Given task:
Print every entry below word for word, without changing anything.

Recorded data:
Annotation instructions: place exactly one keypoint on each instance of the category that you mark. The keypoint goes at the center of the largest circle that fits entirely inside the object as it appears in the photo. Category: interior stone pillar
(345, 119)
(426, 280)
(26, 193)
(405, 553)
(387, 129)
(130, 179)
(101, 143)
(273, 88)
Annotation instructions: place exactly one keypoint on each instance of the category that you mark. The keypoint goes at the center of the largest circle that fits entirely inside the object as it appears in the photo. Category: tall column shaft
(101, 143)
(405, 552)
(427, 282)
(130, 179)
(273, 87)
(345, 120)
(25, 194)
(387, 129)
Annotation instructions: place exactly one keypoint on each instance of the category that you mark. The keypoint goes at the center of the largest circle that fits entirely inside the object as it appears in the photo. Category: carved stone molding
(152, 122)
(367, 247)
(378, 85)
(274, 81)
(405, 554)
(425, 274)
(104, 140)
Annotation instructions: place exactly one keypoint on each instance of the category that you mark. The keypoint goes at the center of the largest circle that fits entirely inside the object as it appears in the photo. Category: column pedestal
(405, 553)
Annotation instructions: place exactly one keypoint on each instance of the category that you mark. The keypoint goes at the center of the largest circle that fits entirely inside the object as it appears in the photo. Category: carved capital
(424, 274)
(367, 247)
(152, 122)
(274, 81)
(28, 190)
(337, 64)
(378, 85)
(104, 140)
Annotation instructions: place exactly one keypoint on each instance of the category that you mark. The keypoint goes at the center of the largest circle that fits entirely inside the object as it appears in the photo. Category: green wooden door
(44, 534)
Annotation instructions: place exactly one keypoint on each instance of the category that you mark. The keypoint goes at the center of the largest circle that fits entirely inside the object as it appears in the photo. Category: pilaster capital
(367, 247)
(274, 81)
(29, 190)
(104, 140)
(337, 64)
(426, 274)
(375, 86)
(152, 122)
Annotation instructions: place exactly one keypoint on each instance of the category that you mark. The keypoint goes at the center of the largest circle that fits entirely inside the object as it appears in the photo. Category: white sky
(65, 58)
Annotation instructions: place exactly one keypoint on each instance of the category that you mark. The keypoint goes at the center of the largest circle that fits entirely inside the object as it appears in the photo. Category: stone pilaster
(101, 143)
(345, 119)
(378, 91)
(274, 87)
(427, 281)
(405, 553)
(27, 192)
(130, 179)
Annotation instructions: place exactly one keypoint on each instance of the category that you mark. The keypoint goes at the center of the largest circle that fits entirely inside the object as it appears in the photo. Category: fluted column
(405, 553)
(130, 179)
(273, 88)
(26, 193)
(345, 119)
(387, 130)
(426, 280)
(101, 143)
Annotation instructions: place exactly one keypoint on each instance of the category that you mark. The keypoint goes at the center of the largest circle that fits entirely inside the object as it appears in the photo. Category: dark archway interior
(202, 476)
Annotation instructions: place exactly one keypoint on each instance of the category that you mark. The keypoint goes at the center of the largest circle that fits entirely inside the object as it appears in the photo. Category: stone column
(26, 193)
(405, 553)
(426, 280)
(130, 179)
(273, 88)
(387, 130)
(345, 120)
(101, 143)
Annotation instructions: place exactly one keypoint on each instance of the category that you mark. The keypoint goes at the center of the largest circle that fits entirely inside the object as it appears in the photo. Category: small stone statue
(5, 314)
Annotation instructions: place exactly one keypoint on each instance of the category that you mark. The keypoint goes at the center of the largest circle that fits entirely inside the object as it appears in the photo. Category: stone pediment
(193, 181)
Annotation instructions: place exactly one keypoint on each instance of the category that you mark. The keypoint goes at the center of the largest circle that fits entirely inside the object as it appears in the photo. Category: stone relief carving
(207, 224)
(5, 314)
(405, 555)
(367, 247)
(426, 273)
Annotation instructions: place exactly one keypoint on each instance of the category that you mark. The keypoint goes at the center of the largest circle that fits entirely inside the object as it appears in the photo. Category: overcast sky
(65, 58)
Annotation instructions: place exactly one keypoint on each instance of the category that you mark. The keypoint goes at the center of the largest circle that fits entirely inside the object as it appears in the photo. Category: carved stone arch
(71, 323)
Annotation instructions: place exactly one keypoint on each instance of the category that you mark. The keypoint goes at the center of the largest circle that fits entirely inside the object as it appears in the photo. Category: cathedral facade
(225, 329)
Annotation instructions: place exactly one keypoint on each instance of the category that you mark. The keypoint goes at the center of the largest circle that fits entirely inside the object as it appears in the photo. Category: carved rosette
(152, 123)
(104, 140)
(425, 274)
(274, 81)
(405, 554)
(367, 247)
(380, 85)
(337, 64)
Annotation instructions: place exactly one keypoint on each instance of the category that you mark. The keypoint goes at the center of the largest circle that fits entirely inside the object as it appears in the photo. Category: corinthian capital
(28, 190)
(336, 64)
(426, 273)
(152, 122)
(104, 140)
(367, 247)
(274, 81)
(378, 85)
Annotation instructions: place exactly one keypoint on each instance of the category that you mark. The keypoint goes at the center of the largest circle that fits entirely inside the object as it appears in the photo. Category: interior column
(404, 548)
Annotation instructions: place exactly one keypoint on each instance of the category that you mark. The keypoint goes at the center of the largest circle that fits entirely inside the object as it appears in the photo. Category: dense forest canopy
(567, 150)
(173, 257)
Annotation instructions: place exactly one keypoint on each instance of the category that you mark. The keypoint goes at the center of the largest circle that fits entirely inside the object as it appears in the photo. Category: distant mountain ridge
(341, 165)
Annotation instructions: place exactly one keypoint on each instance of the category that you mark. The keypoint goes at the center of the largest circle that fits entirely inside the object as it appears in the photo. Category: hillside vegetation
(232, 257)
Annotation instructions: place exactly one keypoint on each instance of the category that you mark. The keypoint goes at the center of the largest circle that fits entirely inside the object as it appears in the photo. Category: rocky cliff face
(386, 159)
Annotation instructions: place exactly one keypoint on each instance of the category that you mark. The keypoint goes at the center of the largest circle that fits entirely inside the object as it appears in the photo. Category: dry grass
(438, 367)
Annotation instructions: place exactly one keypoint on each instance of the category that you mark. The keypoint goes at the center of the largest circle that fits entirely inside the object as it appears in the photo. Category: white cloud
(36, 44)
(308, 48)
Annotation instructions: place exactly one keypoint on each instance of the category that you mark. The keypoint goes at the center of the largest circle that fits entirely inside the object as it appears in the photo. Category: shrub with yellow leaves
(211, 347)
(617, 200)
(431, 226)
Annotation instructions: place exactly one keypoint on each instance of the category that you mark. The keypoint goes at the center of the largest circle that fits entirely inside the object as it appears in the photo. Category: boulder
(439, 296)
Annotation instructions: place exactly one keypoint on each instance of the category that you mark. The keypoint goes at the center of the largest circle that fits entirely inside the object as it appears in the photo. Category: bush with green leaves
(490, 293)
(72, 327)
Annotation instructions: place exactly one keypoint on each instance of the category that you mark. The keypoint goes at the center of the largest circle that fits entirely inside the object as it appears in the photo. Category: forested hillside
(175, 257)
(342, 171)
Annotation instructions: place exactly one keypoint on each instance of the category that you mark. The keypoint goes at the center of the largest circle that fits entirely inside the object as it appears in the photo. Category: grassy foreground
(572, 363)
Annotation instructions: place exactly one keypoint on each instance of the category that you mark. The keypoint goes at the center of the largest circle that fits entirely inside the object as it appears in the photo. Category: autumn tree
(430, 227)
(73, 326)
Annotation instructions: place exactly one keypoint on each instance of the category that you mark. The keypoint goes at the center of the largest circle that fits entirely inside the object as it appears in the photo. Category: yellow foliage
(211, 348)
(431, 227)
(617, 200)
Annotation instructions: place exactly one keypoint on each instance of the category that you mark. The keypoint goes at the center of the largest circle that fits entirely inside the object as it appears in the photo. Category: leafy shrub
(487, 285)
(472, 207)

Completed exercise:
Annotation instructions: place exactly one keypoint on each instance of the category that you mark. The keypoint goes at the center of the largest circle that fits entirely inside the object as it appears in the photo. Category: interior stone pillar
(345, 119)
(426, 280)
(26, 193)
(405, 553)
(387, 129)
(130, 179)
(101, 143)
(273, 88)
Annotation instructions: place exactly one keypoint on each instance of the category that you mark. The keypoint goes at the center of the largest circle that fits entirely inside the object as it appears in the photo. Category: tall column shaft
(101, 143)
(405, 552)
(427, 282)
(130, 179)
(273, 87)
(345, 120)
(25, 194)
(387, 129)
Annotation instructions: place exactly one keypoint on each instance of the category that you mark. The keypoint goes at the center of the largest circle that fits entirely inside the object as it appears in the photo. Category: carved stone molding
(152, 122)
(367, 247)
(378, 85)
(274, 81)
(405, 554)
(425, 274)
(104, 140)
Annotation instructions: place exactly one keypoint on each instance of the category that you mark. The keypoint goes at the center of the largest circle that fits entirely inside the object as it appears in the photo. Category: column pedestal
(405, 553)
Annotation instructions: place exactly one keypoint on each instance of the category that you mark. The keypoint goes at the center of the largest circle that fits entirely inside the object as it appears in the photo. Category: carved capital
(424, 274)
(367, 247)
(152, 122)
(274, 81)
(28, 190)
(337, 64)
(378, 85)
(104, 140)
Annotation instructions: place exactly one keypoint on each instance of the category that you mark. The keypoint goes at the center of the largest circle that fits entirely inside the object as it appears in the photo. Category: green wooden door
(44, 534)
Annotation instructions: place exactly one keypoint on each instance of the category that you mark. The keypoint goes at the center of the largest circle that fits entirely inside the object as it appears in the photo. Category: pilaster capital
(367, 247)
(274, 81)
(29, 190)
(104, 140)
(337, 64)
(426, 274)
(375, 86)
(152, 122)
Annotation instructions: place exactly one keypoint on each instance of the category that you mark. The keypoint goes at the center of the largest circle that fits entirely inside the object as it appears in the photo. Category: white sky
(65, 58)
Annotation instructions: place exactly one keypoint on each instance of the category that you mark. The keypoint goes at the center of the largest circle that fits entirely inside the object as it appears in the photo. Category: stone pilaster
(101, 143)
(345, 119)
(378, 91)
(274, 87)
(427, 281)
(405, 553)
(27, 192)
(130, 179)
Annotation instructions: place exactly one keypoint on each instance of the category that you mark. The keypoint goes at the center of the largest circle that fits entirely inside the object as it appears in the photo. Category: fluted column
(405, 553)
(130, 179)
(273, 88)
(26, 193)
(345, 119)
(387, 130)
(426, 280)
(101, 143)
Annotation instructions: place exactly one keypoint on each instance of the category that you mark. The keypoint goes at the center of the largest circle that fits entirely inside the object as it appears in the photo. Category: dark archway interior
(202, 476)
Annotation instructions: place exactly one keypoint on each instance of the category that you mark. The keypoint goes at the center of the largest circle that fits entirely inside the object as it appears in the photo. Category: stone column
(26, 193)
(405, 553)
(426, 280)
(130, 179)
(273, 88)
(387, 130)
(345, 120)
(101, 143)
Annotation instructions: place exactly one keypoint on each instance of the category that you mark. The keypoint goes at the center of the largest circle that fits entirely inside the object as it appears in the photo. Category: small stone statue
(5, 314)
Annotation instructions: place exactly one keypoint on each instance of the category that you mark. The keypoint goes at the center of the largest circle that fits entirely inside the object as it appears in the photo. Category: stone pediment
(193, 181)
Annotation instructions: place exactly one keypoint on each instance of the category that you mark. The keypoint goes at the center of the largest circle that fits entirely inside the object as it appears in the photo. Category: stone relief carving
(207, 224)
(5, 314)
(405, 555)
(367, 247)
(426, 273)
Annotation instructions: place exactly one keypoint on each instance of the category that you mark. The keypoint goes at the center of the largest circle that fits entirely inside the object as it appears in the photo. Category: overcast sky
(65, 58)
Annotation instructions: place exactly one keypoint on each instance of the category that you mark. The keypoint goes at the center of the largest circle that fits entirely inside the object as it appears in the photo. Category: carved stone arch
(71, 323)
Annotation instructions: place exactly one keypoint on each instance of the category that you mark. The keypoint goes at the center of the largest circle that fits entirely inside the object as it appears in the photo. Category: cathedral facade
(225, 329)
Annotation instructions: place exactly one keypoint on each instance of the category that you mark. The keypoint goes at the center of the largest circle that fits entirely inside the object as it appears in the photo. Category: carved rosette
(152, 123)
(104, 140)
(425, 274)
(274, 81)
(405, 554)
(367, 247)
(380, 85)
(337, 64)
Annotation instructions: place exactly one keypoint on each instance of the category that you mark. The keypoint goes at the center of the largest circle that fits entirely inside the object as it appears in the photo. Category: corinthian capital
(28, 190)
(336, 64)
(426, 273)
(152, 122)
(104, 140)
(367, 247)
(274, 81)
(378, 85)
Annotation instructions: place exactly one keypoint on each instance of the category that you mark. The keypoint goes at the center of the largest circle that fits entirely inside the object as it appears in the photo. Category: interior column
(404, 548)
Annotation instructions: place exactly one keypoint on each instance of the category that you mark. The keypoint goes at the center of the largest circle that fits entirely inside the object as it appears in the photo. Category: dense forest canopy
(567, 150)
(173, 257)
Annotation instructions: place exactly one keypoint on each instance of the category that you mark. The keypoint goes at the center of the largest circle that fits entirely inside the object as it appears in the photo. Category: distant mountain ridge
(341, 165)
Annotation instructions: place exactly one keypoint on each instance of the category that you mark. The keypoint goes at the center of the largest circle that fits entirely inside the object as it appears in the photo. Category: hillside vegetation
(232, 257)
Annotation instructions: place exactly one keypoint on each instance of the category that you mark. The keypoint goes at the center of the largest circle that fits entirely inside the object as it appears in the photo. Category: rocky cliff face
(386, 159)
Annotation instructions: place exactly one keypoint on each instance of the category that you mark. The keypoint goes at the center of the largest circle that fits entirely inside the object as it appears in the photo. Category: dry grass
(438, 367)
Annotation instructions: place exactly one keypoint on each instance of the category that you mark. The keypoint goes at the center of the largest circle that fits entirely inside the object as it appears in the photo. Category: white cloud
(36, 44)
(308, 48)
Annotation instructions: place exactly one keypoint on each instance of the category that you mark. The keypoint goes at the center of the largest circle that fits entirely inside the object as it appears in the photo. Category: shrub with yellow leaves
(211, 347)
(617, 200)
(431, 226)
Annotation instructions: place exactly one keypoint on each instance of the category that you mark. The keypoint goes at the center of the largest circle that fits entirely inside the object as it appears in the photo. Category: boulder
(439, 296)
Annotation instructions: place exactly one keypoint on each instance of the category that you mark. The keypoint goes at the center of the largest circle that fits entirely inside the object as it appears in the photo. Category: bush with green leaves
(490, 293)
(72, 327)
Annotation instructions: place exactly one keypoint on each instance of the category that you mark. The keypoint goes at the center of the largest circle that fits entirely inside the object as it appears in the photo. Category: forested hillside
(175, 257)
(342, 171)
Annotation instructions: place exactly one keypoint on each instance of the category that you mark. The keypoint goes at the center of the largest circle that fits entirely inside the object as it appears in the photo. Category: grassy foreground
(572, 363)
Annotation instructions: place exactly one keypoint on each instance of the category that you mark. The keypoint goes at the center of the largest circle that fits entirely inside the object as it appears in the photo. Category: autumn tree
(430, 227)
(73, 326)
Annotation instructions: place exactly one keypoint on each instance of the category that you mark. The keypoint goes at the center of the largest circle that fits entirely inside the object as it appears in the photo. Category: yellow foliage
(211, 348)
(431, 227)
(617, 200)
Annotation instructions: place exactly one keypoint on each instance of the category that you mark. The keypoint goes at the center of the largest circle that fits entirely inside the object as it appears in the photo. Category: leafy shrub
(487, 285)
(472, 207)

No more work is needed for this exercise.